** Opening Raw data block **

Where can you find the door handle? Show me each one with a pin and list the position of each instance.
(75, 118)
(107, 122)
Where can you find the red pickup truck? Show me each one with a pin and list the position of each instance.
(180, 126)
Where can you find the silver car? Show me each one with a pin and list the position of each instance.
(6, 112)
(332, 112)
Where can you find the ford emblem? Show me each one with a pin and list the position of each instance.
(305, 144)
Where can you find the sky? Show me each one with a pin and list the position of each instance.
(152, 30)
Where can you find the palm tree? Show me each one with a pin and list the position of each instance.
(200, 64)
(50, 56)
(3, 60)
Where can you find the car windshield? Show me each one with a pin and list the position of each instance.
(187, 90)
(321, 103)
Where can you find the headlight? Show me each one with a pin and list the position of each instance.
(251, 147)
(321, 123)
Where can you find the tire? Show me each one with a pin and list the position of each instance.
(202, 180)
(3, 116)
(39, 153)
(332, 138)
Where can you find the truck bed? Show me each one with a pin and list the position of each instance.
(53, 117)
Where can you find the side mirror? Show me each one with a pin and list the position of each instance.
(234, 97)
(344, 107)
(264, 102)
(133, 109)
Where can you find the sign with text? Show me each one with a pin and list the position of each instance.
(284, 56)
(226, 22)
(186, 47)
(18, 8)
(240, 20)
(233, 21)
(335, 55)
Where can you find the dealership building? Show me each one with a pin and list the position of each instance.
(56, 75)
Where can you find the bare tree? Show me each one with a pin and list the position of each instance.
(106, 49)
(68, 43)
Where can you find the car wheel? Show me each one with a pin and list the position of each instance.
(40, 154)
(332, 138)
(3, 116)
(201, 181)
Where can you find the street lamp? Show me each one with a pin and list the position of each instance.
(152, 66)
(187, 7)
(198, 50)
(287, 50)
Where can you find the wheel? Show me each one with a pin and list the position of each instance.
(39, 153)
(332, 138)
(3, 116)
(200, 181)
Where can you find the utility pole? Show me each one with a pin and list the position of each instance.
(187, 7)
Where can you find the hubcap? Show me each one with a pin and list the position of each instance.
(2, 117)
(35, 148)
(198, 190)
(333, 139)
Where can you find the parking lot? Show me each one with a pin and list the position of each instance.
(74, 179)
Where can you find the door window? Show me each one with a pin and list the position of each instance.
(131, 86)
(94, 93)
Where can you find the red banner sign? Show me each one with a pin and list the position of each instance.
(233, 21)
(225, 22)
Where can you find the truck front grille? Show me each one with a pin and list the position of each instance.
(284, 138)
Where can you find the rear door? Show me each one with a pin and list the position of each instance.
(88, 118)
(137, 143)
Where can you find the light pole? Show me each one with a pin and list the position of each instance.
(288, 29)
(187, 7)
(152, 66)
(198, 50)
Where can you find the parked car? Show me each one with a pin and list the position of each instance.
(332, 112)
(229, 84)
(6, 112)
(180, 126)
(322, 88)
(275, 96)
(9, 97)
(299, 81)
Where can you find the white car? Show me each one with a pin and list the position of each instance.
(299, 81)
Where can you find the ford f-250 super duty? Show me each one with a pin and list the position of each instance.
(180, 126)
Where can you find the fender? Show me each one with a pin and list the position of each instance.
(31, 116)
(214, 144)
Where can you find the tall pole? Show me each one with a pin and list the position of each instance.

** Closing Raw data block **

▶ Activity
Could you reproduce the data above exactly as given?

▶ Finished exercise
Where can you find the door handle? Show me each one with a pin and list the position of each instance.
(75, 118)
(107, 122)
Where can you find the red pickup truck? Show me each one with a pin and list the position of each instance.
(180, 126)
Where can you find the silver car? Show me each one with a pin and list the position of each instance.
(6, 112)
(332, 112)
Where can you find the ford emblem? Show me each one with a pin and list the position of each instance.
(305, 144)
Where can you find the sky? Show me each one with a pin and list the position of each instance.
(152, 30)
Where can you find the palm tree? Show me each one with a pin and list the position of each instance.
(200, 64)
(50, 56)
(3, 60)
Where can you find the car windshield? Show me each one with a pin and list the position of each instance.
(187, 90)
(321, 103)
Where can you find the headlight? Show me each one with a pin and list the position of each instance.
(251, 147)
(321, 123)
Where can you find the tire? Show me each one with a pin and list the position of each instance.
(202, 180)
(3, 116)
(39, 153)
(332, 138)
Where can you find the truck bed? Show me each one with a pin and list the position of each instance.
(53, 117)
Where can you find the side mirror? Show me each one with a pin and list the position of each instance.
(234, 97)
(344, 107)
(264, 102)
(133, 109)
Where can you find the sign with text? Show me each one with a pin and list the position of each instance.
(284, 56)
(226, 22)
(186, 47)
(18, 8)
(240, 20)
(233, 21)
(335, 55)
Where can you find the dealership building? Show me each one with a pin and list the position of each instance.
(56, 75)
Where can you find the bare tree? Show me each one with a pin and list the position of each instance.
(106, 49)
(68, 43)
Where can you find the car wheel? Show me each one with a pin and list the position of each instance.
(40, 154)
(332, 138)
(3, 116)
(201, 181)
Where can you find the street lamp? Show me each one with a pin and list the position of each instance.
(152, 66)
(187, 7)
(198, 50)
(287, 50)
Where can you find the wheel? Show me each one with a pin and list the position of each instance.
(39, 153)
(332, 138)
(3, 116)
(200, 181)
Where can you find the utility pole? Show me each one with a pin and list the position of each instance.
(187, 7)
Where can you find the hubcap? Show me each one with a pin and list the position of each instance.
(2, 117)
(35, 148)
(198, 190)
(333, 139)
Where can you find the parking lot? Show me each one with a pin and list the position of each instance.
(74, 179)
Where can you find the door window? Show me each one with a pin and list the position of each instance.
(131, 86)
(94, 93)
Where can you find the red banner sign? Show me each one with a pin and list the position of each instance.
(233, 21)
(225, 22)
Where can you find the truck front grille? Show me each one with a pin and list the position of each instance.
(284, 138)
Where can you find the rear door? Show me each one with a pin and list the position of each instance.
(88, 118)
(137, 143)
Where can you find the light pole? Show me each one with a pin and list the position of each instance.
(288, 29)
(187, 7)
(152, 66)
(198, 50)
Where can you find the parked car? Show me each one with a pin and list the position of each instance.
(332, 112)
(229, 84)
(6, 112)
(180, 126)
(322, 88)
(275, 96)
(9, 97)
(299, 81)
Where can you find the white car? Show me each one with a pin and list the position of each instance.
(299, 81)
Where can you find the ford f-250 super duty? Show me each one with a pin and list the position of each instance.
(180, 126)
Where can you find the fender? Show me each one with a pin and list the position of each instance.
(31, 116)
(214, 144)
Where can you find the tall pole? Show me each one with a pin and list the position of each instance.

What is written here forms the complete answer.